Items from a labeling collection:

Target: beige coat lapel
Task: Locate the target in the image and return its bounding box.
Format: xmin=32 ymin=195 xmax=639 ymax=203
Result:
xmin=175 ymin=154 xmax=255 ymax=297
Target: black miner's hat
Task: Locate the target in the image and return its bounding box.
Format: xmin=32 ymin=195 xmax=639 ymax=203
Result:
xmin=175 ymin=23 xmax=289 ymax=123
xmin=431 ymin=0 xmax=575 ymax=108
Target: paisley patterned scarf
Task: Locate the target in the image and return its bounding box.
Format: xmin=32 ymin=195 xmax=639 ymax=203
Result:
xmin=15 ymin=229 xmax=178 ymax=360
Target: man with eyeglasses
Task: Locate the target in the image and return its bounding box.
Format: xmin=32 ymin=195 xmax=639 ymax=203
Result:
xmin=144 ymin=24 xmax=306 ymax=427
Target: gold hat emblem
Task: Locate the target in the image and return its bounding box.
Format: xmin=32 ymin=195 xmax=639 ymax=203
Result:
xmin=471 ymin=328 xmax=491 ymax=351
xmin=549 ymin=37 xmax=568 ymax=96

*What is expected*
Rewrite every one of these records as a two-column CSV with the header row request,answer, one row per record. Each field should hold the record's request text or its answer, enclosed in double quotes, with line breaks replaced by spaces.

*Written solution*
request,answer
"Target: beige coat lapel Task: Locate the target in the image and return its bounding box. Format: xmin=32 ymin=195 xmax=639 ymax=203 Result:","xmin=175 ymin=154 xmax=255 ymax=297"
"Target: black miner's hat Task: Locate the target in the image and return its bounding box. Format: xmin=32 ymin=195 xmax=639 ymax=203 Result:","xmin=175 ymin=23 xmax=289 ymax=123 xmin=431 ymin=0 xmax=575 ymax=108"
"Target: paisley patterned scarf Task: Locate the target in the image and return its bounding box. Format: xmin=32 ymin=195 xmax=639 ymax=203 Result:","xmin=15 ymin=229 xmax=178 ymax=360"
"Target: man with eyeglasses Task: Locate the target in the image and return its bounding box. Format: xmin=32 ymin=195 xmax=639 ymax=203 Result:","xmin=144 ymin=24 xmax=306 ymax=427"
"Target: gold hat emblem Task: Locate the target in the image and return its bounding box. Format: xmin=32 ymin=195 xmax=639 ymax=203 Result:","xmin=471 ymin=328 xmax=491 ymax=351 xmin=549 ymin=37 xmax=568 ymax=96"